▸ TO DO
Once the line containing "# provide the position of every instance of the overcast white" is located, output it and every line after it through the end of the records, exactly as written and nothing else.

▸ RECORDS PROVIDED
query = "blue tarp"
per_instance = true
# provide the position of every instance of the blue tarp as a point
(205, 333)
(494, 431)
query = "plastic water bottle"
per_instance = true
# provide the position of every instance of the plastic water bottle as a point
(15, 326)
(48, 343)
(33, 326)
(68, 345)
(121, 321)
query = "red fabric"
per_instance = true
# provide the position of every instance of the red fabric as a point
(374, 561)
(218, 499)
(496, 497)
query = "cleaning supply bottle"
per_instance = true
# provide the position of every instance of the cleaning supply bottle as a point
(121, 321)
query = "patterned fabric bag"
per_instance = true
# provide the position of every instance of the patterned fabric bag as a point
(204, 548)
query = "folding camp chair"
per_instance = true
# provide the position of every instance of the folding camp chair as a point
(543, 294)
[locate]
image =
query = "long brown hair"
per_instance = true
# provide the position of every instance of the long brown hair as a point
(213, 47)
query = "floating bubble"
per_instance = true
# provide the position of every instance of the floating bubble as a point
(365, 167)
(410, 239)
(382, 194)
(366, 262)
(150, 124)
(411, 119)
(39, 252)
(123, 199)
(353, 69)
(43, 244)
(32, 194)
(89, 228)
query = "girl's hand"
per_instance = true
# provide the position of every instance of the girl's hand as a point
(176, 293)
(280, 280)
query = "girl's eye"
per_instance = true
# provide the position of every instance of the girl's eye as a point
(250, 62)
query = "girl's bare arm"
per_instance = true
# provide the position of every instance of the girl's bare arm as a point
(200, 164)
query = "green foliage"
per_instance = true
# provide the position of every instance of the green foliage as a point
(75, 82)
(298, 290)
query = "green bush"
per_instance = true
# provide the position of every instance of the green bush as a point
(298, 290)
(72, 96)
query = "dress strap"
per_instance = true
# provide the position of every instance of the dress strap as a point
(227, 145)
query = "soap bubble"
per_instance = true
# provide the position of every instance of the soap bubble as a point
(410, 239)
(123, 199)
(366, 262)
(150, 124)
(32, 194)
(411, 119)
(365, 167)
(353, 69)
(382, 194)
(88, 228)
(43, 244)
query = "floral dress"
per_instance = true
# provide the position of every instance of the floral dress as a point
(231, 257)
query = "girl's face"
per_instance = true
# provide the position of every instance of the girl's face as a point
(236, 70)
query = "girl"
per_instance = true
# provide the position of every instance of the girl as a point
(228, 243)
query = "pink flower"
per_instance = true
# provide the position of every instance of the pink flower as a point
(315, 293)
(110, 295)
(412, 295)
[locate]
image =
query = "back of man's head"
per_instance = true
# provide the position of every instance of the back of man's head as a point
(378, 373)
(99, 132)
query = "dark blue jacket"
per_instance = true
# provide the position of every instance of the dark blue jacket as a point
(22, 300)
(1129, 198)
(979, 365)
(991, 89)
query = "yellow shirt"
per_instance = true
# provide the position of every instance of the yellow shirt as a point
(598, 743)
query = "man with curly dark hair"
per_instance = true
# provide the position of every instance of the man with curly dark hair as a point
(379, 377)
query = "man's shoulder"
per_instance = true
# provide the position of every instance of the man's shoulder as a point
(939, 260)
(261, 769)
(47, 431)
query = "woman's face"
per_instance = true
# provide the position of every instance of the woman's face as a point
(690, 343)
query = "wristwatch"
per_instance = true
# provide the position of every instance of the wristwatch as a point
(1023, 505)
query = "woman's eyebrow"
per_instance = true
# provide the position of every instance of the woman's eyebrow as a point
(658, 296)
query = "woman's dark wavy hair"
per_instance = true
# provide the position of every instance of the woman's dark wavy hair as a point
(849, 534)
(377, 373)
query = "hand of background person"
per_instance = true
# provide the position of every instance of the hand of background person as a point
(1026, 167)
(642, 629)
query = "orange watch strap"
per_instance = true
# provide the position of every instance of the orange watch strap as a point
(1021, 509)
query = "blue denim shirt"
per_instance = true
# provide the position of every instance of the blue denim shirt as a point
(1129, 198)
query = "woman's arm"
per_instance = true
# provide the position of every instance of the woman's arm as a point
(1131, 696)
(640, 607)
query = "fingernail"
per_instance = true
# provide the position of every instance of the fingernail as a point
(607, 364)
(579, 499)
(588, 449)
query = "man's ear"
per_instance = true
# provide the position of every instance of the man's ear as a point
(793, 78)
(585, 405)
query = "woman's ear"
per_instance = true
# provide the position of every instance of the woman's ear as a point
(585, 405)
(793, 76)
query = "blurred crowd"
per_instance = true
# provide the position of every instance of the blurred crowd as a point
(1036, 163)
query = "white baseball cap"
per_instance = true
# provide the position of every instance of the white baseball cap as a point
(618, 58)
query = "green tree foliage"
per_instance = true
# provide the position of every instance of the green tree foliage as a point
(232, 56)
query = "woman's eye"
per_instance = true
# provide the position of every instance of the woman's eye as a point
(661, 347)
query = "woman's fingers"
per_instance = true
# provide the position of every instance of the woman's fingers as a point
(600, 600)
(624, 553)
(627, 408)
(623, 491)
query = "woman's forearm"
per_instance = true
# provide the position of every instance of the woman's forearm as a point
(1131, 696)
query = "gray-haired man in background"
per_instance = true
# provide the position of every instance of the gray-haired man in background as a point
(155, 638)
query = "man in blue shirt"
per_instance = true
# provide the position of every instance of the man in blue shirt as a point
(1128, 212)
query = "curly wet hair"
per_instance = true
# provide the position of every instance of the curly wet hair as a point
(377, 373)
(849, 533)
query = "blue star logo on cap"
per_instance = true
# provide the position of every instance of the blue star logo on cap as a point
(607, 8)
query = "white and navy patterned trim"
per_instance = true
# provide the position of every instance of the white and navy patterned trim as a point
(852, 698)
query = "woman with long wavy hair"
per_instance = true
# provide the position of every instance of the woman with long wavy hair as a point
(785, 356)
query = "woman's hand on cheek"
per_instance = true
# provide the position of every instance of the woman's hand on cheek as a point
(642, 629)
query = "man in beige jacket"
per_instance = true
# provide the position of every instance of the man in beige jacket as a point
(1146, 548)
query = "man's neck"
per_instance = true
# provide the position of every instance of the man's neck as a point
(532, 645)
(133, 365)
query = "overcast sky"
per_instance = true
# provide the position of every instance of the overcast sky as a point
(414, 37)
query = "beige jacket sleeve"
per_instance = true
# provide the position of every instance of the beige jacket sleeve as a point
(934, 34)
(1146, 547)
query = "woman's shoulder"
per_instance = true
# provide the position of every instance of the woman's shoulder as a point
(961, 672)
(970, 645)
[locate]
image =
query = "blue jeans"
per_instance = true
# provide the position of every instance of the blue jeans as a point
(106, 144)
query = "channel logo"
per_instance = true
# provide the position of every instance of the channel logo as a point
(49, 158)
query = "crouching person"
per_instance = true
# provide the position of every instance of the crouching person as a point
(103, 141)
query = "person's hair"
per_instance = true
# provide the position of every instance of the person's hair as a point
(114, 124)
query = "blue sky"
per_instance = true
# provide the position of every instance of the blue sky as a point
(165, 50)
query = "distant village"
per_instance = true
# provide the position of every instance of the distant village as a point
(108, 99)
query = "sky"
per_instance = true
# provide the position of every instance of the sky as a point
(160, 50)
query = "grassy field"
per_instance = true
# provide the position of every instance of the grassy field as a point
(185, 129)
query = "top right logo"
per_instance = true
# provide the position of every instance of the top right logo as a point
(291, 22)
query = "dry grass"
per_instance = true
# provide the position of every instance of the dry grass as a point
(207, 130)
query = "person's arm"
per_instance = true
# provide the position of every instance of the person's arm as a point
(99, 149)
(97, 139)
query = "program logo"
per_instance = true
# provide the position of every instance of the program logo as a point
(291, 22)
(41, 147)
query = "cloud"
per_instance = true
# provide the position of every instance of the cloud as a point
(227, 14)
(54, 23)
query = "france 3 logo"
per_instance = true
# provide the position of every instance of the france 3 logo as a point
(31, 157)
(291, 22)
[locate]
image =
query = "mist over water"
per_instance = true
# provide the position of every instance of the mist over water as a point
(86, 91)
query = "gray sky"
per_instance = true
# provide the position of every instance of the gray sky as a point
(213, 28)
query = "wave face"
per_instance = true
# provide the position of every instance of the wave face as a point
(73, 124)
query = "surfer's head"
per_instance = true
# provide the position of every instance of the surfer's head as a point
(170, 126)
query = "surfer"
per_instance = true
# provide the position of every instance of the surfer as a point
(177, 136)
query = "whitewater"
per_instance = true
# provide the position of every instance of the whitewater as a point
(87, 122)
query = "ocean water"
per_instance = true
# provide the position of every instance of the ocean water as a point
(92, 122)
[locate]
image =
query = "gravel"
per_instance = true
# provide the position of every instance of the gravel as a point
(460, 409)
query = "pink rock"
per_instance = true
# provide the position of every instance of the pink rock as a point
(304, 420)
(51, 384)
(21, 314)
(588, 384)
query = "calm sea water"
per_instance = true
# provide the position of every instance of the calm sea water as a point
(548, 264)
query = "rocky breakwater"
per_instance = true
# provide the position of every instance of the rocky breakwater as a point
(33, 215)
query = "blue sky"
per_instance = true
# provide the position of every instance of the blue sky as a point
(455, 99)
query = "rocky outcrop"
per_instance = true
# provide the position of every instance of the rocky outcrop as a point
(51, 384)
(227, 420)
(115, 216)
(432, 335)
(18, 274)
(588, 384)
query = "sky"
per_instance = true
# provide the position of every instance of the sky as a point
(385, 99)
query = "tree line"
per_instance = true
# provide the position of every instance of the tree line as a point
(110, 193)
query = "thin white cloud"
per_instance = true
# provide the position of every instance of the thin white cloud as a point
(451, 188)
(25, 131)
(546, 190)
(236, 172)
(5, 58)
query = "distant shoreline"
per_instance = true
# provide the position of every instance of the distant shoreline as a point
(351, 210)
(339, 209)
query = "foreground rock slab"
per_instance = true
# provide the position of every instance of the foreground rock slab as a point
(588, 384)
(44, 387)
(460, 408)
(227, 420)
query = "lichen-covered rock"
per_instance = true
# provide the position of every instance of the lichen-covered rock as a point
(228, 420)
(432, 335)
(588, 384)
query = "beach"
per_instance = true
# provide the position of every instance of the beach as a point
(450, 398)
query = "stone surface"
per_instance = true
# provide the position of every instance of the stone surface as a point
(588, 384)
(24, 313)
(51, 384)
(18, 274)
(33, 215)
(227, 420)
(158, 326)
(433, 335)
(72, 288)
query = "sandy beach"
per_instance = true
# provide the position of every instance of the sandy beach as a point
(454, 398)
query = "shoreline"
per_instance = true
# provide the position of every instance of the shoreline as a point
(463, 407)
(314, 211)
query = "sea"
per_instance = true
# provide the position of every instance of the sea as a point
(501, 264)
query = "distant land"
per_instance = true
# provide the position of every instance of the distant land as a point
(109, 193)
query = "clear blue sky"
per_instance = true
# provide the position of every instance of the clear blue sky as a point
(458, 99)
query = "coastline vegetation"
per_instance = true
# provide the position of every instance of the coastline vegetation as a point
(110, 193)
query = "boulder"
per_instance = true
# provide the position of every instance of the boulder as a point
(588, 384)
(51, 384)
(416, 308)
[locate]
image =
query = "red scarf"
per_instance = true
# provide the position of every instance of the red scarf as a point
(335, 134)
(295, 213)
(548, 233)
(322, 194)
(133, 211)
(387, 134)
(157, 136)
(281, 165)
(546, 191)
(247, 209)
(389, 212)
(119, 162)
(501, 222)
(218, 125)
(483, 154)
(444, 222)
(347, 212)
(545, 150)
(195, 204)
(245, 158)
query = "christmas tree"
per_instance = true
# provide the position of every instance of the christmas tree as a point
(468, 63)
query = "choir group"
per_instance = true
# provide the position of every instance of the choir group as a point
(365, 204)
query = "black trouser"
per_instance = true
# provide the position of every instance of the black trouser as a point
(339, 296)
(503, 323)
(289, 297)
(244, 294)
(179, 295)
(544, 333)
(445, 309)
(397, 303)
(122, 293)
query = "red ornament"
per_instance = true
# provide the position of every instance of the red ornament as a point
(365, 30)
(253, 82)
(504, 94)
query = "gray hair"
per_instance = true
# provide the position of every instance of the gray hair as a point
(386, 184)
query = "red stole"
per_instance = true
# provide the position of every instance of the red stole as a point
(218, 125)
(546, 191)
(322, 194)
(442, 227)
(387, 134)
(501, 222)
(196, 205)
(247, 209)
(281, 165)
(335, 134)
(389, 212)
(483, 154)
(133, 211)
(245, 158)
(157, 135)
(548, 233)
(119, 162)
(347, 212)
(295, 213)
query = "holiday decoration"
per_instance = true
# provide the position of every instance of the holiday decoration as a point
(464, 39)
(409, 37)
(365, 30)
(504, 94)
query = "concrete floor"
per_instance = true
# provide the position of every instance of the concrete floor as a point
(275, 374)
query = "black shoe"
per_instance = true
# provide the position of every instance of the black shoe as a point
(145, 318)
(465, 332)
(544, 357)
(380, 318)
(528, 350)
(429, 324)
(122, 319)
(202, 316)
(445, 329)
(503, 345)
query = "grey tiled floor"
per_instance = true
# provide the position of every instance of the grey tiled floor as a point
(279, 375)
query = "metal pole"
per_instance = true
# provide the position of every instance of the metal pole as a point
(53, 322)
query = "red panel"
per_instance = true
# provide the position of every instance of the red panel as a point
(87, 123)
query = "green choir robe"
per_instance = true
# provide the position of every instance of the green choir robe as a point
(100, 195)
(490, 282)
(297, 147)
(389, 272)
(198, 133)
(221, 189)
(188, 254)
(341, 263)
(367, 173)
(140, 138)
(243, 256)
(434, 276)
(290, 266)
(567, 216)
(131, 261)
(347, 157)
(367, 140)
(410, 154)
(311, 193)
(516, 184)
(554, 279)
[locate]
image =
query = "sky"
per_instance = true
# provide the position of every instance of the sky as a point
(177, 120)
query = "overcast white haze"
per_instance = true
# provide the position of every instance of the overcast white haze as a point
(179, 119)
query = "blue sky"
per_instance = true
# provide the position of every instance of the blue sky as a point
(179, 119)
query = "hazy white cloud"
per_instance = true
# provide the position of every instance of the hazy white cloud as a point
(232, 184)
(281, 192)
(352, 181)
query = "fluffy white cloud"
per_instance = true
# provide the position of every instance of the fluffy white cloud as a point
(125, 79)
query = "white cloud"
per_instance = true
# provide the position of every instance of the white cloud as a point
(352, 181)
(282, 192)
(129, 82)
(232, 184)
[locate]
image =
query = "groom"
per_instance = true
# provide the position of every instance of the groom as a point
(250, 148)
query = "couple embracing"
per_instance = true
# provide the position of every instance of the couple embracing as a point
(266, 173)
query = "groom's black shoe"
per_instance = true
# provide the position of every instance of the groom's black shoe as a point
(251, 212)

▸ TASK OUTPUT
# provide the position of every instance of the overcast white haze as a point
(179, 119)
query = "blue sky"
per_instance = true
# provide the position of every instance of the blue sky as a point
(179, 119)
query = "hazy white cloud"
per_instance = true
# provide the position of every instance of the hazy white cloud as a point
(232, 184)
(281, 192)
(352, 181)
query = "fluffy white cloud"
per_instance = true
# provide the position of every instance of the fluffy white cloud as a point
(125, 79)
query = "white cloud"
per_instance = true
# provide the position of every instance of the white cloud as a point
(352, 181)
(282, 192)
(129, 82)
(232, 184)
[locate]
image =
query = "groom"
per_instance = true
# provide the position of every instance of the groom as a point
(250, 148)
query = "couple embracing"
per_instance = true
# provide the position of every instance of the couple embracing as a point
(266, 173)
query = "groom's black shoe"
per_instance = true
# provide the position of every instance of the groom's black shoe as a point
(251, 212)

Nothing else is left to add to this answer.